#### [WHAT TO DO]
(A) Write out the catalog entry from "Greek, South Italian" to "58.5 (23 in.)".
(B) What inscribed names does the catalog entry record above or beside the figures?

#### [QUOTED PASSAGE]
-------------------------
Greek, South Italian
Late Classical Period
about 340–330 B.C.
Place of Manufacture: Italy, Apulia

Medium/Technique Ceramic, Red Figure
Dimensions Height: 63.5 cm (25 in.); diameter (rim): 58.5 (23 in.)
Credit Line Museum purchase with funds donated by Esther D. Anderson, Edith and Harvey Bundy, Suzanne Dworsky, Leon Levy, Josephine L. Murray, Maurice Tempelsman, Emily T. and Cornelius C. Vermeule, Shelby White, Florence and Leonard Wolsky and the John H. and Ernestine A. Payne Fund
Accession Number1987.53
ClassificationsVessels

Catalogue Raisonné Vase-Painting in Italy (MFA), no. 041.
DescriptionA: The exposure of the baby Aigisthos. The figures are arranged in two tiers; divine and semidivine figures above, mortals below. Thyestes (Greek) [inscription "THYESTES" above his head to the right], dressed in a long-sleeved tunic, a chiton cinched with a broad white belt, a chlamys pinned at the throat, and a pilos with two white dots, hands over his infant son, Aigisthos (Greek) [inscription "AIGISTHOS" above his head to the right], to a hunter to be exposed. His white staff has fallen by his legs. The baby has a red blanket, a bracelet, a string of white charms across his chest, and a fillet tying up his hair. He holds a yellow rectangular object with handle in his left hand. The huntsman wears a bordered chlamys pinned with a white brooch; his two spears stand at the left. Adrastos (Greek) [inscription "ADRASTOS" above his head to the right], king of Sikyon, stands at the center, gesturing at Thyestes, as though telling him not to hold back. He wears laced shoes and a himation and with his left hand holds a dotted scepter with a white eagle on top. His queen, Amphithea (Greek) [inscription "AMPHITHEA" above her head and to the left), comforts Pelopeia (Greek) [inscription "PELOPEIA to the right of her head], daughter of Thyestes and mother of Aigisthos, at the right. Both women wear chitons, bracelets, earrings, and necklaces. The queen has a radiate white diadem and white shoes, while Pelopeia wears a fillet, sandals, and a red belt. As is fitting, the queen's garments are more richly embroidered. Behind Adrastos is an elaborate white (i.e., ivory) throne with a red cushion and a band of red ornament. At the right, between the king and Pelopeia, a necklace hangs from a laurel branch. At the far right, behind Amphithea, is a laurel branch.
-------------------------
Stored data
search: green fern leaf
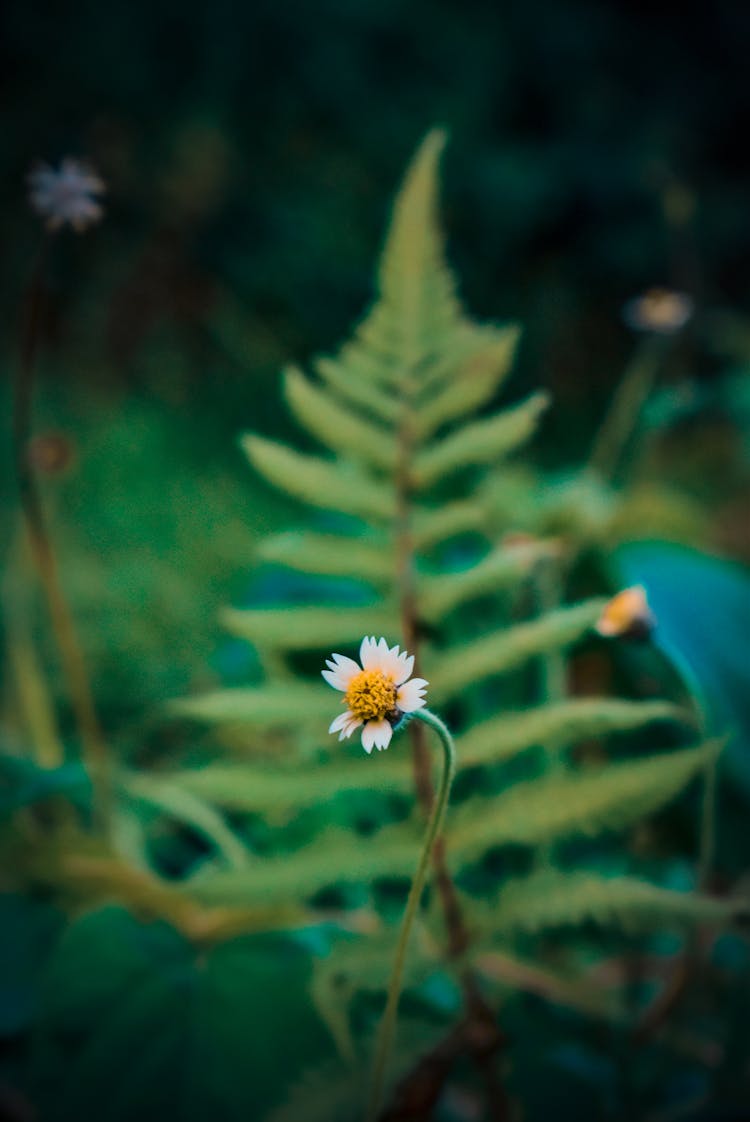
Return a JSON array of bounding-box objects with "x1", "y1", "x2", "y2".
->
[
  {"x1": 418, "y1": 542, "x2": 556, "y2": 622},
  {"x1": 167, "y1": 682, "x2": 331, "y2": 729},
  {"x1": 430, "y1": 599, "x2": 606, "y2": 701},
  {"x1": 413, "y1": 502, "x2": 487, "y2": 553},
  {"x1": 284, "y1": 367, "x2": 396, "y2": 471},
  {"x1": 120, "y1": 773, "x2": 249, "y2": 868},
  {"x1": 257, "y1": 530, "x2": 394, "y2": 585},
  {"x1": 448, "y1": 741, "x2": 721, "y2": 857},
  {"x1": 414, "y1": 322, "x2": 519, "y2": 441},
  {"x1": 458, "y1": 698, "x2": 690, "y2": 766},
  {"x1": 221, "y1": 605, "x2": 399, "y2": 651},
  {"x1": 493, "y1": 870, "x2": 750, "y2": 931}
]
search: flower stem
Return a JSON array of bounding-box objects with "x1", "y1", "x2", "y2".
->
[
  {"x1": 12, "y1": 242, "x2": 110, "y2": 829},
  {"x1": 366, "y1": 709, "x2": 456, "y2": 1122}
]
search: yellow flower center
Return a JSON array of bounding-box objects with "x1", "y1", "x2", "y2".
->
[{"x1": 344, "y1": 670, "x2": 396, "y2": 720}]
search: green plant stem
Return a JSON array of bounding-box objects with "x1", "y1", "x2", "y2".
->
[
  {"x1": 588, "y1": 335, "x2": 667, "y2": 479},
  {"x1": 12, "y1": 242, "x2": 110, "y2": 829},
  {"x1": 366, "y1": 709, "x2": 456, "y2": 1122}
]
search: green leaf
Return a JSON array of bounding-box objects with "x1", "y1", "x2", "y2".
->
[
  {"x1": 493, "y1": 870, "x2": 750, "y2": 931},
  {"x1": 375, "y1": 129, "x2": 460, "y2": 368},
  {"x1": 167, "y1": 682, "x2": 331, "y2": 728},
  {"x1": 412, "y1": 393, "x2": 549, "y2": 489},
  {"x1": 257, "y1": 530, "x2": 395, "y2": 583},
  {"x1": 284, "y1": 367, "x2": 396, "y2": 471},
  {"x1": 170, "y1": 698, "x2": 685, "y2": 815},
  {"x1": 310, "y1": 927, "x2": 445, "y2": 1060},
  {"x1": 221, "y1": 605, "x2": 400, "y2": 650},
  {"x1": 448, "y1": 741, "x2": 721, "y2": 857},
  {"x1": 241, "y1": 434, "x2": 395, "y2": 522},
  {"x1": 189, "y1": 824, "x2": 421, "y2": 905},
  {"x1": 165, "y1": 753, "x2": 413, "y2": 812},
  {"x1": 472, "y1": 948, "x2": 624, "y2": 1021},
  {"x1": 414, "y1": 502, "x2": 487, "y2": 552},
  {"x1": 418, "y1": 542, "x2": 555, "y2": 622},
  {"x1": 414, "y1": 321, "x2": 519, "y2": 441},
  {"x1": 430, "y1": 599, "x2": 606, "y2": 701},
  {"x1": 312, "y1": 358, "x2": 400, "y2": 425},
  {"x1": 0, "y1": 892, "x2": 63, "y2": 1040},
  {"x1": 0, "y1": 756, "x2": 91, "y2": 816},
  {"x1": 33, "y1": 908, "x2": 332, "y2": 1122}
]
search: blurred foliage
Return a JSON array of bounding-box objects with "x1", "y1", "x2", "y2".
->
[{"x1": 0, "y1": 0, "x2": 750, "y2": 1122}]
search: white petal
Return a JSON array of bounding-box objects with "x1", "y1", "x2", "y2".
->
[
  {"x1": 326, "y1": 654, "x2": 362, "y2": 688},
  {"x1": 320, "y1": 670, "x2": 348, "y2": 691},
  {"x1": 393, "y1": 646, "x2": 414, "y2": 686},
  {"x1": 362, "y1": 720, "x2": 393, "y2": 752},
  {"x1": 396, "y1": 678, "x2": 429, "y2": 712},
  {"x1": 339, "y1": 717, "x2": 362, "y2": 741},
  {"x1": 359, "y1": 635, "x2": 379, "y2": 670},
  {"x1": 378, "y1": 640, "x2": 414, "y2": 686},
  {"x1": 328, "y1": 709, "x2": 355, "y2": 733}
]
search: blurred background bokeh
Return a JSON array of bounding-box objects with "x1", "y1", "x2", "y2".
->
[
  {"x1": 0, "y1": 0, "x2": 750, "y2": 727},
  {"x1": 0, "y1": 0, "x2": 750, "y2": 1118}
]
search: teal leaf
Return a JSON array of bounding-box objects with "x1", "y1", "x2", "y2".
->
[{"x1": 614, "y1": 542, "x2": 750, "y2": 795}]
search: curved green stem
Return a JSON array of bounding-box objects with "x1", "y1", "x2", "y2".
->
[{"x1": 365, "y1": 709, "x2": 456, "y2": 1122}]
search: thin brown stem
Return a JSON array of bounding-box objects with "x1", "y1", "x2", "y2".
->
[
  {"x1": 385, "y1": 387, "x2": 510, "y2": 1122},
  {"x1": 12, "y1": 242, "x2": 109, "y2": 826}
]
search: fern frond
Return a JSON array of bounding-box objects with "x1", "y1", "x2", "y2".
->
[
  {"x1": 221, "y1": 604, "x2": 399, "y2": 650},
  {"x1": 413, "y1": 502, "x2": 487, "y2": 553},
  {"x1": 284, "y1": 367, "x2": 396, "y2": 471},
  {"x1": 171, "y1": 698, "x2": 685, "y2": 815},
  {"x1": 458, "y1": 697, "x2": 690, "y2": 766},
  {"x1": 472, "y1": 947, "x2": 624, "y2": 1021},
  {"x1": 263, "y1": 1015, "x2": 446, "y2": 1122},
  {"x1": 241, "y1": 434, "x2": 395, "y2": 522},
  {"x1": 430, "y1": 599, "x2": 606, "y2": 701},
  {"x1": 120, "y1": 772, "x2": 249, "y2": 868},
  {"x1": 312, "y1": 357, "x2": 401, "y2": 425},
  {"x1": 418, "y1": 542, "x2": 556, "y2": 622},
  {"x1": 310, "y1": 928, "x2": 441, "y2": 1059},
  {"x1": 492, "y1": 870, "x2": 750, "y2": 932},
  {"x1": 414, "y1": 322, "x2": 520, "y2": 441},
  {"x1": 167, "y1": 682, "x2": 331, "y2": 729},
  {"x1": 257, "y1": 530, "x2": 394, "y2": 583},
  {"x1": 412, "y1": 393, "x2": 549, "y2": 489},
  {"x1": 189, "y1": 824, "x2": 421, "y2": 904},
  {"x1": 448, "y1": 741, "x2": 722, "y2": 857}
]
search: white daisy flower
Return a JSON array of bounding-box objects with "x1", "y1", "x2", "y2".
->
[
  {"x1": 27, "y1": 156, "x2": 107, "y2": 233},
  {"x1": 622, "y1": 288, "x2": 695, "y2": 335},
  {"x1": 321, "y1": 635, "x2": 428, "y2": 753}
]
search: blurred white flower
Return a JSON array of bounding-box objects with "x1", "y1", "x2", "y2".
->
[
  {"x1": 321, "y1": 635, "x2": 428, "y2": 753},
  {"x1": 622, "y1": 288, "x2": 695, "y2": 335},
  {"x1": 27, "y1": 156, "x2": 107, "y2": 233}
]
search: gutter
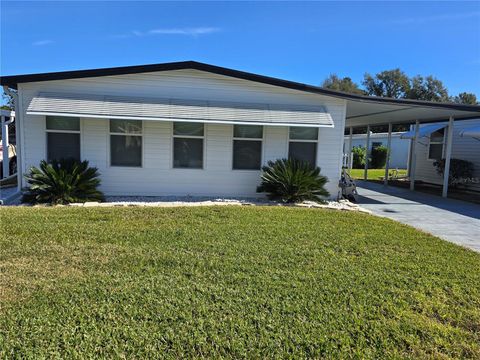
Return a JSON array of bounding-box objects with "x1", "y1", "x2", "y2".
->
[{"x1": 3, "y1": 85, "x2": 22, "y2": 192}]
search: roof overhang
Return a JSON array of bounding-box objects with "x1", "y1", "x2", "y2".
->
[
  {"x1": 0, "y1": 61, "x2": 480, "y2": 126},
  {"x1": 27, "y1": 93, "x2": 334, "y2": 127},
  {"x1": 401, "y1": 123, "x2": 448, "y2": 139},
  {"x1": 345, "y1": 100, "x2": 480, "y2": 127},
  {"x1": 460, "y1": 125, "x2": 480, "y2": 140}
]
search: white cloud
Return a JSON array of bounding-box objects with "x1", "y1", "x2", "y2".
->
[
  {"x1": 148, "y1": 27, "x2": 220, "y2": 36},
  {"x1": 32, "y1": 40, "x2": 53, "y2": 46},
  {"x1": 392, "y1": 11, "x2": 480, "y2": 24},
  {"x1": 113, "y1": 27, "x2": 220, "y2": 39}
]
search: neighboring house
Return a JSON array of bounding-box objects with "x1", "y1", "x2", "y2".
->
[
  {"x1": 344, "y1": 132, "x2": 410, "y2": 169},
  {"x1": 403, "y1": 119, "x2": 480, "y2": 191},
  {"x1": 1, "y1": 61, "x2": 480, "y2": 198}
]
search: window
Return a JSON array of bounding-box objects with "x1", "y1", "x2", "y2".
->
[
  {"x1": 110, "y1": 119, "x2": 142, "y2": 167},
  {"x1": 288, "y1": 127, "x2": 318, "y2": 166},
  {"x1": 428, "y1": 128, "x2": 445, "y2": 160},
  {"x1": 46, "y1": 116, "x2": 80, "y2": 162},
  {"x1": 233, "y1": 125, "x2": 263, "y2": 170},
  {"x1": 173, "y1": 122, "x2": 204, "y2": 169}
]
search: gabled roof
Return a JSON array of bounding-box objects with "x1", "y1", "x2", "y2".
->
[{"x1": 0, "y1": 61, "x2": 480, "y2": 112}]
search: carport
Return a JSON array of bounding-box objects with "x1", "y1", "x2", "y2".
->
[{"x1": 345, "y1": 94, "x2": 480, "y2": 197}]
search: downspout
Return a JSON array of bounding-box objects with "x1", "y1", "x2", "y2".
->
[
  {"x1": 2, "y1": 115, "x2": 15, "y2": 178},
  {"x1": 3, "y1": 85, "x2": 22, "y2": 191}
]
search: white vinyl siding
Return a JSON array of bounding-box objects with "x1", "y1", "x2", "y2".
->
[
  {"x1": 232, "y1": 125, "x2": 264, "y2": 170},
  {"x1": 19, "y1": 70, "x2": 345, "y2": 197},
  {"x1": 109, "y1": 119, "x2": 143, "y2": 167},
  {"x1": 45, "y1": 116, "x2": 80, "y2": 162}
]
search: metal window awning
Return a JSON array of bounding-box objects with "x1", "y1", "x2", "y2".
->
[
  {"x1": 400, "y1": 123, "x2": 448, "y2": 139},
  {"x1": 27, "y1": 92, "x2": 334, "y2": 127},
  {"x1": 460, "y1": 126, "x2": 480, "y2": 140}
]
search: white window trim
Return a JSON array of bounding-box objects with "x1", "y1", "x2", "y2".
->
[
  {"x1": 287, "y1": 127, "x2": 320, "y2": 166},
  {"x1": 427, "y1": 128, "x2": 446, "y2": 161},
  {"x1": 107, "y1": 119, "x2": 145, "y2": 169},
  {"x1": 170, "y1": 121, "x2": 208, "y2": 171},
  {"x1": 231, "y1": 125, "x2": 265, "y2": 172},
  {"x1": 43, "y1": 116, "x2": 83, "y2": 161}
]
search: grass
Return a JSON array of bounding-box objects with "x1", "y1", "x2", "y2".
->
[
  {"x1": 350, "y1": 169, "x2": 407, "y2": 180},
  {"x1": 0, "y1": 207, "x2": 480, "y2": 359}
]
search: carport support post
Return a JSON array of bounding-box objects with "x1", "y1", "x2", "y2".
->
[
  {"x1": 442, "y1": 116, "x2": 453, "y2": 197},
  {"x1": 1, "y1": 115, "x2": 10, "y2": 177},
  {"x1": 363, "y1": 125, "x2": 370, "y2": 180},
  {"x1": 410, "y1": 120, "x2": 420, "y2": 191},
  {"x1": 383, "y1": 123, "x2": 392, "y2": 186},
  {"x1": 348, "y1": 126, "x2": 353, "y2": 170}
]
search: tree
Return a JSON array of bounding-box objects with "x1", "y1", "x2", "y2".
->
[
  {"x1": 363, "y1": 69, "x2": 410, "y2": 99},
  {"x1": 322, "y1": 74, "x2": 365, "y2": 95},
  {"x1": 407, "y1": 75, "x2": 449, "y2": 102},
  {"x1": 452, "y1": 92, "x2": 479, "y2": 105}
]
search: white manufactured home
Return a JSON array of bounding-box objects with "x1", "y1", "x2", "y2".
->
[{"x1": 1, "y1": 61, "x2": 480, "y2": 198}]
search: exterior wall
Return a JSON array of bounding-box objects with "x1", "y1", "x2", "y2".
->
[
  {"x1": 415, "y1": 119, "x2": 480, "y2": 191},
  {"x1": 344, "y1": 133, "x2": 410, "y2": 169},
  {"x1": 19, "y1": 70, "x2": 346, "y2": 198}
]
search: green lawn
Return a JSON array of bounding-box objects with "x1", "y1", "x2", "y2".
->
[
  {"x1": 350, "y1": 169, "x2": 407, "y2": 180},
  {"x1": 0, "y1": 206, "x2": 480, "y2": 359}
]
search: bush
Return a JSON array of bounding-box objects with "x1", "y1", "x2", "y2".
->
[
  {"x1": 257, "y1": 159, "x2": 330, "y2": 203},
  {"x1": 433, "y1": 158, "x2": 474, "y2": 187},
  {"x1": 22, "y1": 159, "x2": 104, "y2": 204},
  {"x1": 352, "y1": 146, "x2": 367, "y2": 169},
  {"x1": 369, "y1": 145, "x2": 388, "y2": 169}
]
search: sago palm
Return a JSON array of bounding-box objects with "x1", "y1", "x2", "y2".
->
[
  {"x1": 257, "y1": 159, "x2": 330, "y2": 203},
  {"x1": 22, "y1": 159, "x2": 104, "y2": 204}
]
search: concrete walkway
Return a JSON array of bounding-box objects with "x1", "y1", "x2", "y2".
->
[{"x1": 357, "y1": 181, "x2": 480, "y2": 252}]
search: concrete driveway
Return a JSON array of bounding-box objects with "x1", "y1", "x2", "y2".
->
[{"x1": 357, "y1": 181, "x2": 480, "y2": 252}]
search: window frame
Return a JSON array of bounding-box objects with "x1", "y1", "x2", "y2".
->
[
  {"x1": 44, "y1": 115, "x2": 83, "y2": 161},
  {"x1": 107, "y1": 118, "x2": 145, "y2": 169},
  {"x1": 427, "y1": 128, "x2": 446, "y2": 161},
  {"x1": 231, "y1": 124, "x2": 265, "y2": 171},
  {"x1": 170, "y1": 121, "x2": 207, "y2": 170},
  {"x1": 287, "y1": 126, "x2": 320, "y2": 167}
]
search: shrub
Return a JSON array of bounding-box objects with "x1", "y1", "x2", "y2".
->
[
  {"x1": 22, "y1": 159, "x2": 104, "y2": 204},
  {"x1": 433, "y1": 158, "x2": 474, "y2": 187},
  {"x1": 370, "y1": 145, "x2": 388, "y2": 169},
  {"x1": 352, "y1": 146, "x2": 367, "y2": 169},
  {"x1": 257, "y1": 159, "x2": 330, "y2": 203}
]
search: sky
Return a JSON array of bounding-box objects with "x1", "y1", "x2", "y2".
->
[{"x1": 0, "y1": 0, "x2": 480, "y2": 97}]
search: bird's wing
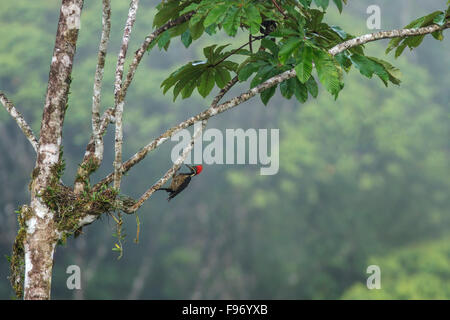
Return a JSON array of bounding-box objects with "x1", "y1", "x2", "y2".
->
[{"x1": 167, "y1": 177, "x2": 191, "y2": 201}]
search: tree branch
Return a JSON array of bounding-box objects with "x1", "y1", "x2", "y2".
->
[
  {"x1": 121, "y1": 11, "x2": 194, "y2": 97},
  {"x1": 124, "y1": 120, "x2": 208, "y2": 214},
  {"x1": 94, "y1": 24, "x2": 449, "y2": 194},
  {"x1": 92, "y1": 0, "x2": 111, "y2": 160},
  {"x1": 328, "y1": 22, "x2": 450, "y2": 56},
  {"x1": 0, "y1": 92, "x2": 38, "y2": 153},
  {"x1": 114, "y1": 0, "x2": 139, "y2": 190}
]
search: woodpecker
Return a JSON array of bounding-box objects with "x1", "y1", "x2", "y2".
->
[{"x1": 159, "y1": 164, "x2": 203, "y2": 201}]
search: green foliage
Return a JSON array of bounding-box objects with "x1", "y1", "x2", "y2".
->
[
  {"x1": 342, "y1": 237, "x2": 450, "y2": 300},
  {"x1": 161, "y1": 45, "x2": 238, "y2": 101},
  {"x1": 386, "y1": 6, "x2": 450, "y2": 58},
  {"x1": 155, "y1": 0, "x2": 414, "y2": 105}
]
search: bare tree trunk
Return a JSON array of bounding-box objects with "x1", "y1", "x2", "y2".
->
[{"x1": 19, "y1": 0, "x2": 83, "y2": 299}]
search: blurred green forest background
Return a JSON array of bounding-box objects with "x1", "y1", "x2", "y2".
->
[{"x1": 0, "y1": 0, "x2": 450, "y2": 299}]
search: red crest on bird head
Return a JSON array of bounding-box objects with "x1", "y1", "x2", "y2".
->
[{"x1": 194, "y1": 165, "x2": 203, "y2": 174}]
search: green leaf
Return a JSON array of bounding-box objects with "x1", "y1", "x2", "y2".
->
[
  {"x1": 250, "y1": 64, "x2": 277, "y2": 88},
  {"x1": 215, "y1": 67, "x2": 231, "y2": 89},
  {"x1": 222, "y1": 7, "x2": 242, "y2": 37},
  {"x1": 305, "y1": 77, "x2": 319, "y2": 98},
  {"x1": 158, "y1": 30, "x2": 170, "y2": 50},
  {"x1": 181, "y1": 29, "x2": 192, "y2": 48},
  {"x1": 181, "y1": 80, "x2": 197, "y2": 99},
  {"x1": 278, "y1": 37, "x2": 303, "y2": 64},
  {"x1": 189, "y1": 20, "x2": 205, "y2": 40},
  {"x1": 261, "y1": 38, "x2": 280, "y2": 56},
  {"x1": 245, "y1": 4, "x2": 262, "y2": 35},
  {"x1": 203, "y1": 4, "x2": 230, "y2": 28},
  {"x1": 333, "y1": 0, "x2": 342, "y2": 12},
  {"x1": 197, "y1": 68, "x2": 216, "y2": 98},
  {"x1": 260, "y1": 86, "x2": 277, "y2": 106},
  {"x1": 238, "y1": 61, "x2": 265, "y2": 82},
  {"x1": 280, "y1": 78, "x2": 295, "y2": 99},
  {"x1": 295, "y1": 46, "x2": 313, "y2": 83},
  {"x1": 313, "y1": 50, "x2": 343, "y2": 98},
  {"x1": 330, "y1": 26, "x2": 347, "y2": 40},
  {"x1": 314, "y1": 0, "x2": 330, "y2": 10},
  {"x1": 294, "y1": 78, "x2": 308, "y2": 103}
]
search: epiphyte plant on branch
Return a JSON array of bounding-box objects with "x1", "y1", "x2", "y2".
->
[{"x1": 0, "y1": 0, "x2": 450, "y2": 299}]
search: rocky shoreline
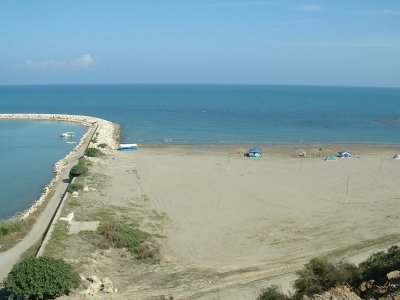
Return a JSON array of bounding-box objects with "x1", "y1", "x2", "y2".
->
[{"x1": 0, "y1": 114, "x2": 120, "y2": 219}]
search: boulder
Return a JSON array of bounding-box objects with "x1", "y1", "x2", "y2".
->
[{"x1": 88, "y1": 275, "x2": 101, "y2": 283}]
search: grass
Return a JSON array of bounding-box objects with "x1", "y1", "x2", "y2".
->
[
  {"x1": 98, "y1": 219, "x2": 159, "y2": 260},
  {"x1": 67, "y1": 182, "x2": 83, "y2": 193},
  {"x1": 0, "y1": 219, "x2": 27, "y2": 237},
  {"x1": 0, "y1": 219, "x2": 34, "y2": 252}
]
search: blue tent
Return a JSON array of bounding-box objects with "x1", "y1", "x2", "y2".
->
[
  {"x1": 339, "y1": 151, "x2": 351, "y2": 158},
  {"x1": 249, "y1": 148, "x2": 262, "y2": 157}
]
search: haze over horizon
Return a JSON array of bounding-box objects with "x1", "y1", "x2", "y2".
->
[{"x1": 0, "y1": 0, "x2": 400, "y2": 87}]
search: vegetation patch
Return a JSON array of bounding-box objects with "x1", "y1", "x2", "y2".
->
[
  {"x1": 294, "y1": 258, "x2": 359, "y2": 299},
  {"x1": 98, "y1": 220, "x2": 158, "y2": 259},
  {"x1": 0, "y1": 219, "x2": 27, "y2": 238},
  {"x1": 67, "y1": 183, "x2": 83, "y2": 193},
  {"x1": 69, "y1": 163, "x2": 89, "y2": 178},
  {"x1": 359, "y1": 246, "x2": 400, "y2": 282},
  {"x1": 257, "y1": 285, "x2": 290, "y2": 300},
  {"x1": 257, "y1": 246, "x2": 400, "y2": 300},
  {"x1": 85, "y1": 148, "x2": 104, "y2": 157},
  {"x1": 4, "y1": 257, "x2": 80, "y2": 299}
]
-------------------------
#### [OUTPUTS IN ORDER]
(A)
Greek, South Italian
Late Classical Period
about 340–330 B.C.
Place of Manufacture: Italy, Apulia

Medium/Technique Ceramic, Red Figure
Dimensions Height: 63.5 cm (25 in.); diameter (rim): 58.5 (23 in.)

(B) THYESTES, AIGISTHOS, ADRASTOS, AMPHITHEA, PELOPEIA